SUPPLIED ENTRIES:

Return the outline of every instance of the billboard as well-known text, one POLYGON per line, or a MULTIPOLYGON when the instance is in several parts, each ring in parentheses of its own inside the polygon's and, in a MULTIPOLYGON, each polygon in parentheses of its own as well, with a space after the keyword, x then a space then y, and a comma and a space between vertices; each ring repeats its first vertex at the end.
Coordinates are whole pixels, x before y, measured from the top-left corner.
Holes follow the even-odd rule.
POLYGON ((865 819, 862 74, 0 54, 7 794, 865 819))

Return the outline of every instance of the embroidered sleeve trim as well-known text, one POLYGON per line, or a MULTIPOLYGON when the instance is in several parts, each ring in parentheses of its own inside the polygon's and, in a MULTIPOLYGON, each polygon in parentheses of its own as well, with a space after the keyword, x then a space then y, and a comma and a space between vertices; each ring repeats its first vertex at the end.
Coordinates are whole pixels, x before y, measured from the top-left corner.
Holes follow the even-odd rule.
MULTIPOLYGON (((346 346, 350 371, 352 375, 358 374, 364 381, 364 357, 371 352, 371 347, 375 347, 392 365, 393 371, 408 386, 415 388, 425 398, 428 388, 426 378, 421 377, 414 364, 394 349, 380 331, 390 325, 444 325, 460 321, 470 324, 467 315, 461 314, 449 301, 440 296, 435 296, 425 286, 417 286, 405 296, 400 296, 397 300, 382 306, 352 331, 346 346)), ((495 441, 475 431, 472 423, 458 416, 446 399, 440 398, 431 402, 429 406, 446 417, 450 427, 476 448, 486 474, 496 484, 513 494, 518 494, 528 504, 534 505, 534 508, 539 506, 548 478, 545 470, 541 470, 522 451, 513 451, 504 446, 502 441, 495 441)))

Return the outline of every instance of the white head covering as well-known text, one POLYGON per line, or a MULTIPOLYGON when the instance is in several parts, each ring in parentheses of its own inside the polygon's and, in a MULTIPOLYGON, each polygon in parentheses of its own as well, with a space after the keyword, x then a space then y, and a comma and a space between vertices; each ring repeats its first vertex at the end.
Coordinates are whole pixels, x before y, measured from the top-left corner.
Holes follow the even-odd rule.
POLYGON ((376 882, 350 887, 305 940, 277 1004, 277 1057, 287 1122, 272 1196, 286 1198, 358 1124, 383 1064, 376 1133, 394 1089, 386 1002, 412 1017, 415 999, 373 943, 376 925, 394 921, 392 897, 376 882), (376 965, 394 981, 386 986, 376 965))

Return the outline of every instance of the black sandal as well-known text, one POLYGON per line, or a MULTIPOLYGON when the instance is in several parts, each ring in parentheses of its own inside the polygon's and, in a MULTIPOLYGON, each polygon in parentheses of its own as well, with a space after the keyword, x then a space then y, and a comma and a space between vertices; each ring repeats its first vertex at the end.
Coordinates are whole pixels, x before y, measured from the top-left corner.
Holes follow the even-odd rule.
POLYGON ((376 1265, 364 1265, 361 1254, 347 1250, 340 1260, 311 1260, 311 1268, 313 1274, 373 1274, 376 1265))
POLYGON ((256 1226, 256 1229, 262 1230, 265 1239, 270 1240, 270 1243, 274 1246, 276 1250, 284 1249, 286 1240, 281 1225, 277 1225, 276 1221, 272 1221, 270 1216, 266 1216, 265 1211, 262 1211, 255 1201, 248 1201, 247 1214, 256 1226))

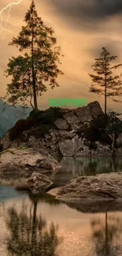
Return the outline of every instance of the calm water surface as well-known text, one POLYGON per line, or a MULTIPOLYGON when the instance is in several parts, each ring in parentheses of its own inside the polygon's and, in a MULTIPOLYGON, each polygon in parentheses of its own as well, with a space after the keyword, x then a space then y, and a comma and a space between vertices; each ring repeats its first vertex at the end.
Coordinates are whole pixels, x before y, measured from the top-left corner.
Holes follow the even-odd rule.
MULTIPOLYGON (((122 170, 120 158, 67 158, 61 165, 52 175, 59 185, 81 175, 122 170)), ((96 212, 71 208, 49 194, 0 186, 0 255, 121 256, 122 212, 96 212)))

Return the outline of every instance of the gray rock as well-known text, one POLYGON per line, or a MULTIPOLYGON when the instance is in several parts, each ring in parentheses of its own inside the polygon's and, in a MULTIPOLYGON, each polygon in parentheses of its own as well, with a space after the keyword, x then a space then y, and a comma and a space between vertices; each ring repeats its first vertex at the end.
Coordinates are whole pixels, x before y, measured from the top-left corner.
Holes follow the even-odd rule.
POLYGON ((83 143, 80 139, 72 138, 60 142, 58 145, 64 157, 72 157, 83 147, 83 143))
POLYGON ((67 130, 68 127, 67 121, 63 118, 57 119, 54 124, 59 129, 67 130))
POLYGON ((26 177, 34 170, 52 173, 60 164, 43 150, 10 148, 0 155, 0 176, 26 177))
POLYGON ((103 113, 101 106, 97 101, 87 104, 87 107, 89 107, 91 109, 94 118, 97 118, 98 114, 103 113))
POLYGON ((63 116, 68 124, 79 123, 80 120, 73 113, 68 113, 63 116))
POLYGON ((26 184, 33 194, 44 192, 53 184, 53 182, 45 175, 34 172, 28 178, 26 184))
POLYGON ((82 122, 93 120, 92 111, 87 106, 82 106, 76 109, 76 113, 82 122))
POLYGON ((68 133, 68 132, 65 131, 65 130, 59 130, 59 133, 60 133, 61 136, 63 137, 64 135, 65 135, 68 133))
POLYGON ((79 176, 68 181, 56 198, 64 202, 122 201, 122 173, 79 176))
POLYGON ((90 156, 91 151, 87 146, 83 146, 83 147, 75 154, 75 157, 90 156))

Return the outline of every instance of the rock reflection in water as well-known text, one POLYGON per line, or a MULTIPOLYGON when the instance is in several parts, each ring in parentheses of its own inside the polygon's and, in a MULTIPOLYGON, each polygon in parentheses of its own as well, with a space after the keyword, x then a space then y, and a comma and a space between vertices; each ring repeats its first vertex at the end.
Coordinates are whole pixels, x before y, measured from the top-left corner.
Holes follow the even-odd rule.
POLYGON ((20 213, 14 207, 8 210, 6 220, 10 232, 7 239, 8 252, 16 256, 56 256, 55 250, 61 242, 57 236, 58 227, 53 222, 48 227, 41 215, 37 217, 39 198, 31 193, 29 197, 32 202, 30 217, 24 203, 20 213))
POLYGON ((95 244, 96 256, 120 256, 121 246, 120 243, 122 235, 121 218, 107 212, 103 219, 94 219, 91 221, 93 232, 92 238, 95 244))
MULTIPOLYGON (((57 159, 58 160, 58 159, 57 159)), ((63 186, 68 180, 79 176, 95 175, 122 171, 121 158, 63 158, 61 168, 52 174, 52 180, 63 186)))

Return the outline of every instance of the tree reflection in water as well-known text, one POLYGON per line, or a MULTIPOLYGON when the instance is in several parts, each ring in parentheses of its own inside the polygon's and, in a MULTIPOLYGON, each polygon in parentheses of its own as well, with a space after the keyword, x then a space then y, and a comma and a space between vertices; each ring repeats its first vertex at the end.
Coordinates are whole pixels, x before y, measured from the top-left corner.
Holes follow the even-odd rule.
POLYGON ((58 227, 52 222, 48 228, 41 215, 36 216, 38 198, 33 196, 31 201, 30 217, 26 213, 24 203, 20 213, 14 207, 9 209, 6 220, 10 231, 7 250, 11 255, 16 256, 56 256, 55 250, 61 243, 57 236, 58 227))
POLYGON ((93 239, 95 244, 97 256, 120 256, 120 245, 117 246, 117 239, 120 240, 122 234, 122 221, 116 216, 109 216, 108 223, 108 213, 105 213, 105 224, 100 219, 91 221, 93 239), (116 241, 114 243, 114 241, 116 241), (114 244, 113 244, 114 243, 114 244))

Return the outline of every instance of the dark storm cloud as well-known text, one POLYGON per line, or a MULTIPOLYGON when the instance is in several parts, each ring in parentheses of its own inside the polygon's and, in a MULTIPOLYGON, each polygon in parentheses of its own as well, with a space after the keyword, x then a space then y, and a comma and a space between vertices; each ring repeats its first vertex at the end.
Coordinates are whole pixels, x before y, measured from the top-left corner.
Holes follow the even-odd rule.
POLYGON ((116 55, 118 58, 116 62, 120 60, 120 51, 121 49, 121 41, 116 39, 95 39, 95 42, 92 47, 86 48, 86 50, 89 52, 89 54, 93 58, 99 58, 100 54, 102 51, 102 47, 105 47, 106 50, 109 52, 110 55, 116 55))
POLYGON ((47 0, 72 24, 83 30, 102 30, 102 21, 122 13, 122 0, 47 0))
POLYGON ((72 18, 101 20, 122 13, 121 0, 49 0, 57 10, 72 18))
---
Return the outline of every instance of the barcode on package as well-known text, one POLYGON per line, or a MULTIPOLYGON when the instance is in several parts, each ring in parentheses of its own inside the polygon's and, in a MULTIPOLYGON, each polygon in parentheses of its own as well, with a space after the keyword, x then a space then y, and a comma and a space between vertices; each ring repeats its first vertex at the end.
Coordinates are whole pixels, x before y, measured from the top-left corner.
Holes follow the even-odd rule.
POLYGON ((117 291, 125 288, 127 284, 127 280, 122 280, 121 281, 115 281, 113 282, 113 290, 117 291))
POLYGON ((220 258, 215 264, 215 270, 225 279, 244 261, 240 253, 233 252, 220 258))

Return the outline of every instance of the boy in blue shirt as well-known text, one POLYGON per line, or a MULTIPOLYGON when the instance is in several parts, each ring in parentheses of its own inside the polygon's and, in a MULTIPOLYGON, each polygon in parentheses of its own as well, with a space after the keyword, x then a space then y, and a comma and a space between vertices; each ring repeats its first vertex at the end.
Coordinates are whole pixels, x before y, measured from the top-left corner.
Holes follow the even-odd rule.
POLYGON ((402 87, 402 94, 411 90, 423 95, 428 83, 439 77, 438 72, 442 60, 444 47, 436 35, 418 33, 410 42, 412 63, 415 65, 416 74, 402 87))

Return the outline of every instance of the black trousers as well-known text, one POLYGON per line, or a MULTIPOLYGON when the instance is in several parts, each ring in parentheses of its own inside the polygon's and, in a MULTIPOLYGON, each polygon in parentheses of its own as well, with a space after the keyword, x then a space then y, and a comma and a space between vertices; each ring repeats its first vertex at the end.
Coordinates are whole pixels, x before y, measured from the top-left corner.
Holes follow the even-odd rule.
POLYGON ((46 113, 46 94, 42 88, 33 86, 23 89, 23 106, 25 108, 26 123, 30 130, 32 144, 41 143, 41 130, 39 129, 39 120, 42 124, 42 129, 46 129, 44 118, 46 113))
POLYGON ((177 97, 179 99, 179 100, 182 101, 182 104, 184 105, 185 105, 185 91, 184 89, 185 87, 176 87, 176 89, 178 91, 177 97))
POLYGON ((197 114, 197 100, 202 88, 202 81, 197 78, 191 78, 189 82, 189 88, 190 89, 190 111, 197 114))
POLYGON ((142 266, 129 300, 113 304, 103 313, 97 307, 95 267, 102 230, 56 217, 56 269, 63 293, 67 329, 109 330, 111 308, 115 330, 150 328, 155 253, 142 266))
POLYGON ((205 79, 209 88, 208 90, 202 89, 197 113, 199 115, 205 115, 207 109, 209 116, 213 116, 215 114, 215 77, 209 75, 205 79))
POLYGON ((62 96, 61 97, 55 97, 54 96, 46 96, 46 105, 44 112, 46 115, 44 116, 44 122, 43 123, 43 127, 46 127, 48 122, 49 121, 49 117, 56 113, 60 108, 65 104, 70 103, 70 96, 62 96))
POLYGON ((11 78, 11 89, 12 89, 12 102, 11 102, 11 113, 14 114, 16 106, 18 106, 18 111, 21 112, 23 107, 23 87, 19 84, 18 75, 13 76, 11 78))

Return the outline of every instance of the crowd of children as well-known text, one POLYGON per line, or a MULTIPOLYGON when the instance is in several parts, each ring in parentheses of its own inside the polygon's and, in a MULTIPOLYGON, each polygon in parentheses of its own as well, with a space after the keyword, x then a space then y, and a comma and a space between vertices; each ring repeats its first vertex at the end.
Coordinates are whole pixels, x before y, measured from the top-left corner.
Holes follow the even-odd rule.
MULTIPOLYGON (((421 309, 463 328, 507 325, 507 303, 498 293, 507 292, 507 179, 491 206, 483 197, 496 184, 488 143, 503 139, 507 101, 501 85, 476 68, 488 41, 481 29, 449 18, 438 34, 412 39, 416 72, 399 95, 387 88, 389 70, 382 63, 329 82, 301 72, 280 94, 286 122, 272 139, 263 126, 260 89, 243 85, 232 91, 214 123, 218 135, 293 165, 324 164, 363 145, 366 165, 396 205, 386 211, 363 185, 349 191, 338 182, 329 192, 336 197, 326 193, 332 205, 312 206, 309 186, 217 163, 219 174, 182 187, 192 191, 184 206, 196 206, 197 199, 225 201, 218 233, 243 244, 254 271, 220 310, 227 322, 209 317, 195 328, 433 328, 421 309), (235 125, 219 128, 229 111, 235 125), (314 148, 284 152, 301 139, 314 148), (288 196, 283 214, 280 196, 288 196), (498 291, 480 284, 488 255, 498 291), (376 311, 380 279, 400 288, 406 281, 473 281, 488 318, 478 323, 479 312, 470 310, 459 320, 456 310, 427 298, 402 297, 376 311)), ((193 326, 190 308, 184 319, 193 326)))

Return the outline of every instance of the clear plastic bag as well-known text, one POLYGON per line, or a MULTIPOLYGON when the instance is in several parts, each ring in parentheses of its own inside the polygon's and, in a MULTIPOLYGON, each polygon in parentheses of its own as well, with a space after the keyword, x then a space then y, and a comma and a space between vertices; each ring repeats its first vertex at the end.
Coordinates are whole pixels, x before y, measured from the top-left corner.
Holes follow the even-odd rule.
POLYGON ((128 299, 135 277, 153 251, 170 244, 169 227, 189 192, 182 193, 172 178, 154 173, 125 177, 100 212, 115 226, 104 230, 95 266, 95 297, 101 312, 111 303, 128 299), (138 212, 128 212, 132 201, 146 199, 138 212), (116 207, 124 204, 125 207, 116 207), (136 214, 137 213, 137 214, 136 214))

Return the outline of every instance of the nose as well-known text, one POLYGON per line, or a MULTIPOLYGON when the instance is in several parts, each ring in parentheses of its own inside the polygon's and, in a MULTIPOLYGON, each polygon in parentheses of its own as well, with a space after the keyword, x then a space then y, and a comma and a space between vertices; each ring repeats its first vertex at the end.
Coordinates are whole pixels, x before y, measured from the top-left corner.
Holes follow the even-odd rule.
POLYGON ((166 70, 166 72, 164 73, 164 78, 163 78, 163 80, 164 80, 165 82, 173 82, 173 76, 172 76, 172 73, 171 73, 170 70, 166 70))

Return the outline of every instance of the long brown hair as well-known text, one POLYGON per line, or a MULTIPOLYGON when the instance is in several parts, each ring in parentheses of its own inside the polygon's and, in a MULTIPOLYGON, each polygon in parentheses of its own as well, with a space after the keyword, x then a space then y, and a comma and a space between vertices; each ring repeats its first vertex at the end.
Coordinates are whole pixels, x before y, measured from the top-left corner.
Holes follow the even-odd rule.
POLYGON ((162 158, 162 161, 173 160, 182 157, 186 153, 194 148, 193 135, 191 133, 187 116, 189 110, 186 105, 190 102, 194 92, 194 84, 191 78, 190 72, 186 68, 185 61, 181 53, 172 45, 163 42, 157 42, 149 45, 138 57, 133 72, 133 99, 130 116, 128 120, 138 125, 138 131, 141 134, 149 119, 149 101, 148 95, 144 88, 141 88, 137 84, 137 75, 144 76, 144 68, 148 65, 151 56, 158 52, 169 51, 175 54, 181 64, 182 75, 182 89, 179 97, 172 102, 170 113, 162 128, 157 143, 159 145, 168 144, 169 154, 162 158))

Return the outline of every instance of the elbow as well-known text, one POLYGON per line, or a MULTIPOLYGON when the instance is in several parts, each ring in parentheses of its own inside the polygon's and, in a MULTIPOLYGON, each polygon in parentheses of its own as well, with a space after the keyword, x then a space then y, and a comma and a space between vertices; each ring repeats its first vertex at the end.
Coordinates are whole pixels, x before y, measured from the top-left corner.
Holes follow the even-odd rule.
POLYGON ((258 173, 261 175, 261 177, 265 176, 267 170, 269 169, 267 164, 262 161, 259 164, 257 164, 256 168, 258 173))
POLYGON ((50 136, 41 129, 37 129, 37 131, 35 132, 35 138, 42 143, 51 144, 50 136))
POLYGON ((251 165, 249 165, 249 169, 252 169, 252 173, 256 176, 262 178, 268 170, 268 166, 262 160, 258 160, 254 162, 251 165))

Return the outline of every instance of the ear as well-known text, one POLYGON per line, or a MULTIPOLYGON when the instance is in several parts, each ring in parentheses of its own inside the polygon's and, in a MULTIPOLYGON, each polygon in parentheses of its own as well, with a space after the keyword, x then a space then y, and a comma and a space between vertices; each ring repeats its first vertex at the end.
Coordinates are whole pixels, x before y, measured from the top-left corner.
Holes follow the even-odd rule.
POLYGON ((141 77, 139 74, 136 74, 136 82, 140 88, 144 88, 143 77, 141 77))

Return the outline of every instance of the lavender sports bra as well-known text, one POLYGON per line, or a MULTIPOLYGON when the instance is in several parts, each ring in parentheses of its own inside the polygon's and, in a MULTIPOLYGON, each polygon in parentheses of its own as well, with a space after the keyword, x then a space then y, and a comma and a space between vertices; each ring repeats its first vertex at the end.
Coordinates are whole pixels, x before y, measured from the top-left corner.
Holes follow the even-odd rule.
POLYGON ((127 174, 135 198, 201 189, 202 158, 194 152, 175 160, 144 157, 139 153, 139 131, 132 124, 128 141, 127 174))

GOAL:
Copy out only the lines from the one holding "Return the outline of every instance of the white" through the one holding "POLYGON ((376 882, 350", inclusive, with "head covering" changed to "headscarf" and nothing else altered.

RESPONSE FOR THIS EXERCISE:
Return the outline of every instance of the white headscarf as well-known text, one POLYGON per line, or a MULTIPOLYGON when the instance is in several parts, each ring in parentheses of its own inside the polygon's and, in a MULTIPOLYGON, each polygon in parentheses of its own as well, with a space after the keyword, x then a space then y, and a comma and a space between vertices; each ring repeats its first vertex at the end.
Coordinates are whole pixels, x before y, measured from the top-left corner.
Holes follow the even-odd rule.
POLYGON ((376 882, 350 887, 305 940, 277 1004, 277 1057, 287 1122, 272 1196, 286 1198, 358 1124, 383 1064, 376 1133, 394 1089, 386 1002, 412 1017, 415 999, 373 943, 376 925, 394 921, 392 897, 376 882), (376 965, 394 981, 386 986, 376 965))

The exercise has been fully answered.